# 取り組む課題
1) 擬態語の語源についての文章によると、古代中国語で「白」を意味する語は何か。
2) 擬態語の語源についての文章のうち、「古代中国語のxok(黑)ホクは実に多様な」から「味の変化を起こしたようです。」までを、両端も含めてそのまま書き写すこと。

# 提示された文章
日本語のいわゆる擬態語は、大きな見直しが必要です。

「はっきり」と「くっきり」の語源は正反対、古代中国語の白と黑

古代中国語のxok(黑)ホクは実に多様な形で日本語に浸透しましたが、古代中国語のbæk(白)バクはどうなったのでしょうか。ちなみに、日本語のsiro(白)(古形*sira)に関係がありそうな語はウラル語族に見られ、特にサモエード系のほうに、ネネツ語sɨra(雪)スィラ、エネツ語sɨra(雪)スィラ、ガナサン語siry(雪)スィリ、セリクプ語sɨrɨ(雪)スィリ、カマス語sərɛ(雪)スレ、マトル語sirä(雪)スィラのような語があります。日本語のsiro(白)には、かなり古い歴史がありそうです。

日本語の中に入ろうとする古代中国語のxok(黑)ホクがkura(暗)/kuro(黒)に直面して小さな意味の変化を起こしたように、古代中国語のbæk(白)バクもsiro(白)に直面して小さな意味の変化を起こしたようです。

保存済みの項目
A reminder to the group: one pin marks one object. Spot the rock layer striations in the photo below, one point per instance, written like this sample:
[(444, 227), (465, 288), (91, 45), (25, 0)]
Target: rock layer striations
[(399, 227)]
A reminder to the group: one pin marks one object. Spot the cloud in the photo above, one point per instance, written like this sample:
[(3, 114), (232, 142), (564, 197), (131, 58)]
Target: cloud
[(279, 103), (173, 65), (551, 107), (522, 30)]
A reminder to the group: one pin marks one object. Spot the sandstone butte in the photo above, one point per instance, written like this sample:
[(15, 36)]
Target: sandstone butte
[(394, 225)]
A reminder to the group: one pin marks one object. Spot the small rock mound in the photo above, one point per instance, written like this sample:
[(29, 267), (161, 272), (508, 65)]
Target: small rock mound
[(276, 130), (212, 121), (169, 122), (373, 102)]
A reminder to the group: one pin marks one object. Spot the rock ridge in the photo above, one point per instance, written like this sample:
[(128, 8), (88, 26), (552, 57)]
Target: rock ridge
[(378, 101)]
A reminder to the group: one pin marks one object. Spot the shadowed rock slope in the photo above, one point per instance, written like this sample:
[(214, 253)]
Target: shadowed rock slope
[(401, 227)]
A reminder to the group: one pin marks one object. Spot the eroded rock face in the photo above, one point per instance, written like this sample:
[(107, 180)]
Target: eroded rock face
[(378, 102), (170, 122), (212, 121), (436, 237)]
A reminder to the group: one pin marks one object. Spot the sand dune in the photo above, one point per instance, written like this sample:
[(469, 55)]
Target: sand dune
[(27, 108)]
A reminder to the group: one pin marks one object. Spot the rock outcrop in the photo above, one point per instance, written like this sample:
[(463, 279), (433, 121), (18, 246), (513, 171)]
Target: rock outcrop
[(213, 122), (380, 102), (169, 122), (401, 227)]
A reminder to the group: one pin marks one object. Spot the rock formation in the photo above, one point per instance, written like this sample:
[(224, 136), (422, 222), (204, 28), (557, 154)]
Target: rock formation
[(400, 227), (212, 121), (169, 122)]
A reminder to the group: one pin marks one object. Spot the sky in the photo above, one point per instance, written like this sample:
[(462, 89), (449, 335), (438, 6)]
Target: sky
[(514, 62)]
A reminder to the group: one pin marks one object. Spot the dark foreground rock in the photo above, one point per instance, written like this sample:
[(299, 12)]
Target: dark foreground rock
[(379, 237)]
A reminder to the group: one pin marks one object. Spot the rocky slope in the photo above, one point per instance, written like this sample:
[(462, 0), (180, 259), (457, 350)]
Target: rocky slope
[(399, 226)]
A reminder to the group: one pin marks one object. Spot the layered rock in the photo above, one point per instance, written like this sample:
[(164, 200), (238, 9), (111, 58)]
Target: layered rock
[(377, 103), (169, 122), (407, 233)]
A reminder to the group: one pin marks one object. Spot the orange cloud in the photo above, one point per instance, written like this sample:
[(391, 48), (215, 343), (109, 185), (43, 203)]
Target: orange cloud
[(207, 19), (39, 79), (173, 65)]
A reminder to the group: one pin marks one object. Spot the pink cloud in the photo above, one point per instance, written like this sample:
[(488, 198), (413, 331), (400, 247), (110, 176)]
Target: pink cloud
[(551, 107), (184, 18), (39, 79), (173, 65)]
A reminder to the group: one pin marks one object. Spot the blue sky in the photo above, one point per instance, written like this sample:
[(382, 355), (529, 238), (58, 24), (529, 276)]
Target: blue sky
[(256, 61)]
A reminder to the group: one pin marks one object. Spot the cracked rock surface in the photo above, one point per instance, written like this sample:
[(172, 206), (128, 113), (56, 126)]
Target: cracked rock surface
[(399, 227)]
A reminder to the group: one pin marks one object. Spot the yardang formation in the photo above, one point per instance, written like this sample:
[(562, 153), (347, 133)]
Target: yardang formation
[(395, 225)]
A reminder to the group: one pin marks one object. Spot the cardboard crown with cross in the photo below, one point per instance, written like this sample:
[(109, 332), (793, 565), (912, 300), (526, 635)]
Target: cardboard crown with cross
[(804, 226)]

# 解答一覧
1) bæk（バク）である。

2)
古代中国語のxok(黑)ホクは実に多様な形で日本語に浸透しましたが、古代中国語のbæk(白)バクはどうなったのでしょうか。ちなみに、日本語のsiro(白)(古形*sira)に関係がありそうな語はウラル語族に見られ、特にサモエード系のほうに、ネネツ語sɨra(雪)スィラ、エネツ語sɨra(雪)スィラ、ガナサン語siry(雪)スィリ、セリクプ語sɨrɨ(雪)スィリ、カマス語sərɛ(雪)スレ、マトル語sirä(雪)スィラのような語があります。日本語のsiro(白)には、かなり古い歴史がありそうです。

日本語の中に入ろうとする古代中国語のxok(黑)ホクがkura(暗)/kuro(黒)に直面して小さな意味の変化を起こしたように、古代中国語のbæk(白)バクもsiro(白)に直面して小さな意味の変化を起こしたようです。